## Source text
● ● ● ●
Today, this newsletter celebrates a noteworthy occasion: It’s Chris Elliott’s 64th birthday!*
You probably didn’t know that. And if you did, that’s kinda weird. But I planned ahead for this event. If you haven’t met me in person, you might be asking “Why?” If you have, you probably know it’s because Chris Elliott has been the most common celebrity comparison that I’ve received throughout my adult life.
Ever since college—maybe even high school, who’s to say—I’ve had friends and strangers alike come up to me and say “You look just like that guy from Scary Movie 2” or “You look kinda like that dude from There’s Something About Mary” or even “You totally look like that man from Schitt’s Creek” in recent years. That’s the thing, though. Almost nobody says “You look like Chris Elliott.” He’s an infamous “that guy” known prominently for his face and only occasionally for his name.
It didn’t have to be this way, though. When he was just getting started, Chris got in on the ground floor of Late Night with David Letterman, working as a production assistant and quickly moving up to writing and appearing in many of the show’s sketches. He was even featured in a 1987 issue of Teen Beat under the headline “Late Night Hunk.”** The sky was the limit for him. And he touched the sky, if ever so briefly, with Cabin Boy.
Though he’d played supporting parts in films like Manhunter, The Abyss, and Groundhog Day, Chris had never really anchored a film.*** In some measure, all of those roles paved the way for Cabin Boy, his first shot at true cinematic stardom. Cabin Boy isn’t like those films, though. It’s not really like any film.
Which might explain why it flopped. Hard. Sure, a $3.7 million haul against a $10 million budget isn’t an all-timer of a loss ratio, but the cultural poison of Cabin Boy percolated far beyond the box office. The critical reception was atrocious.**** Chris was even nominated for a Razzie Award for Worst New Star.*****
Of course, it doesn’t deserve that reputation. Co-written with Chris’s Late Night buddy Adam Resnick, who also directed the film, and co-starring a bevy of veteran character actors—even Letterman himself makes a cameo—Cabin Boy is actually a delight. At just 80 minutes, it doesn’t overstay its welcome, and the fantasy elements help keep the comedic conceit afloat.****** And Chris himself is really good too, taking on a role that might’ve been more suited for a late-night sketch and bringing humanity and absurdity to it in equal measure.
Most viewers wouldn’t’ve have agreed with my take 30 years ago though. Which explains why Chris was condemned to a life of minor characters in movies and TV shows. Sure, there are plenty of worse ways to make a living, but I can’t help but wonder what alternate reality could’ve awaited such a gifted comedic actor had he not been saddled with a punching bag for a calling card. (I blame the viewers, not the movie, of course.)
● ● ● ●
## Stored records
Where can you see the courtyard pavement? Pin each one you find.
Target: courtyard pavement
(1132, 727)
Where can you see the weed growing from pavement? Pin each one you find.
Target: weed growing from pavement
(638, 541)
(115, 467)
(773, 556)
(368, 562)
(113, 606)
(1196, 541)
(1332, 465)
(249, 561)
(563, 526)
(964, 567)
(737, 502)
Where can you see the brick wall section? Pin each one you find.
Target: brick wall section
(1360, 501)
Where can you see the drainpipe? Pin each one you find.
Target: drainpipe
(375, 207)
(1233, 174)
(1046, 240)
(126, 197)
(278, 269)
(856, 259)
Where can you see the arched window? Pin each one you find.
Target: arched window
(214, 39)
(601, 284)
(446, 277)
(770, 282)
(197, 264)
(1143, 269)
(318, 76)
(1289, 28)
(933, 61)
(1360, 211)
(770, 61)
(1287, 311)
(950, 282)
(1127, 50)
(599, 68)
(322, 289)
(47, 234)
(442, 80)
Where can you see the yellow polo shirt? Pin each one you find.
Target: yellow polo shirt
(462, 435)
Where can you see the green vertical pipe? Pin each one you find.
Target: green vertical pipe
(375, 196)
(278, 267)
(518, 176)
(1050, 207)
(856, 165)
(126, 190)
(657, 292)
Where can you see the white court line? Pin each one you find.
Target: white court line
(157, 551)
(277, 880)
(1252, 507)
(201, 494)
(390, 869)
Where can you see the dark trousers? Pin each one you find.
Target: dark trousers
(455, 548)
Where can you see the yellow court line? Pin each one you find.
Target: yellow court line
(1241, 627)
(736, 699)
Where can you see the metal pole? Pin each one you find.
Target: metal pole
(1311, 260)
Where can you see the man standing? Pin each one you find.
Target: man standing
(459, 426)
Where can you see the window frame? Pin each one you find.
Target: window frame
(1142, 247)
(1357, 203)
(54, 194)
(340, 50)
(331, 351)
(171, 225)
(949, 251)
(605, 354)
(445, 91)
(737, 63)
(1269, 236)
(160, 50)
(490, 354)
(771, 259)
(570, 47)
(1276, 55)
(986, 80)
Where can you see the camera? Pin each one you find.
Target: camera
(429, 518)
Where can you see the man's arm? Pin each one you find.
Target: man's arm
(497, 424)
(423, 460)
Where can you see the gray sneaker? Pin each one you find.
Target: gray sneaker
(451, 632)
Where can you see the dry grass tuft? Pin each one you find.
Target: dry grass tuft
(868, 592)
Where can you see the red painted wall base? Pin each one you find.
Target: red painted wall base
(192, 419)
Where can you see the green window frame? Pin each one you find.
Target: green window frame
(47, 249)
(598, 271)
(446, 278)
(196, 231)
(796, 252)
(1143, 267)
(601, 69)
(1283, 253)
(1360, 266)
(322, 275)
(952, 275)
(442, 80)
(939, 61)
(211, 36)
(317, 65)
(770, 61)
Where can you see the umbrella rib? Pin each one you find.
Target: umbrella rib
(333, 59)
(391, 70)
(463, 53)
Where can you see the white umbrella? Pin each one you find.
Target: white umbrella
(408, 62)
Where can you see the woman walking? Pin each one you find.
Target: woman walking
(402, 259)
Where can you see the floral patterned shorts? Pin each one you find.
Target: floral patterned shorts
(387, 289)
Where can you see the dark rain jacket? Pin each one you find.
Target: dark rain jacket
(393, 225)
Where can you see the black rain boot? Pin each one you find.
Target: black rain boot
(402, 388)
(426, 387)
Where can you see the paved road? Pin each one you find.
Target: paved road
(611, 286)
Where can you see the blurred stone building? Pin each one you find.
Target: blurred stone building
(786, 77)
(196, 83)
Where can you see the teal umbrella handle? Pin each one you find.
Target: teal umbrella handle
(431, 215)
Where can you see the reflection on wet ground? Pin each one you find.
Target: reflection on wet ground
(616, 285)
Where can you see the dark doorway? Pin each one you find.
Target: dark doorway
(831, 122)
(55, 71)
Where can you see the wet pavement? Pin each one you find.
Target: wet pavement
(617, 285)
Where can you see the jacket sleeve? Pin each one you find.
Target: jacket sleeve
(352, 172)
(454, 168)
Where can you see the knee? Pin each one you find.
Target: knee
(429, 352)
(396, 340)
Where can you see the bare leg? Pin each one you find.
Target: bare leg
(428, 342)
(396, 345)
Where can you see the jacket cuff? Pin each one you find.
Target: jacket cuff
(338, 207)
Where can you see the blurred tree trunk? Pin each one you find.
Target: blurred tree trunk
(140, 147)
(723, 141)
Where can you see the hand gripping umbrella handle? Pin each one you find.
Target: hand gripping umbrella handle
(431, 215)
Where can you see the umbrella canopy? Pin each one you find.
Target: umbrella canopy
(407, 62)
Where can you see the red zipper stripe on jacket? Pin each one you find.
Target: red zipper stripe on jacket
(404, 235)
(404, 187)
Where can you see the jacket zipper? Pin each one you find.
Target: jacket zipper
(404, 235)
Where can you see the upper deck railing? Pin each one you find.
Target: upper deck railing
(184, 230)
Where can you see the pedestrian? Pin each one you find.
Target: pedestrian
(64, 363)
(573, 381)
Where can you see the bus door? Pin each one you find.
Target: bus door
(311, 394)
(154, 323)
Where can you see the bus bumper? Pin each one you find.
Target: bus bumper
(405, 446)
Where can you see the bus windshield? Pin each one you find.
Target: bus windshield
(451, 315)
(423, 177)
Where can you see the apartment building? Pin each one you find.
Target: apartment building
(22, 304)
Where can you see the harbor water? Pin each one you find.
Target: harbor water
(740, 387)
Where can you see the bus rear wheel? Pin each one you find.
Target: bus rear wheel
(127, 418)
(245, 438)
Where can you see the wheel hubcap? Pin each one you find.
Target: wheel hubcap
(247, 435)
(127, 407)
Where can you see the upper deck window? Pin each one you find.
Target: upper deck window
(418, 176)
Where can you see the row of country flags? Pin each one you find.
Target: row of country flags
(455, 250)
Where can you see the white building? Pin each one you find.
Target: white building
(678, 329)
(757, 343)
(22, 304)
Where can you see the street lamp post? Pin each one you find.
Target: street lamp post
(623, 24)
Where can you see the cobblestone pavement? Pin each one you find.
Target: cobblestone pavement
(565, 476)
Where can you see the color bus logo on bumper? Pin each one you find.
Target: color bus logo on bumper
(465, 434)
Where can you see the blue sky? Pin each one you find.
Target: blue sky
● ● ● ●
## Problem
From the newsletter about Chris Elliott, write out word for word the passage that begins with the words containing "Today, this newsletter" and ends with "my adult life.".

## Final result
Today, this newsletter celebrates a noteworthy occasion: It’s Chris Elliott’s 64th birthday!*
You probably didn’t know that. And if you did, that’s kinda weird. But I planned ahead for this event. If you haven’t met me in person, you might be asking “Why?” If you have, you probably know it’s because Chris Elliott has been the most common celebrity comparison that I’ve received throughout my adult life.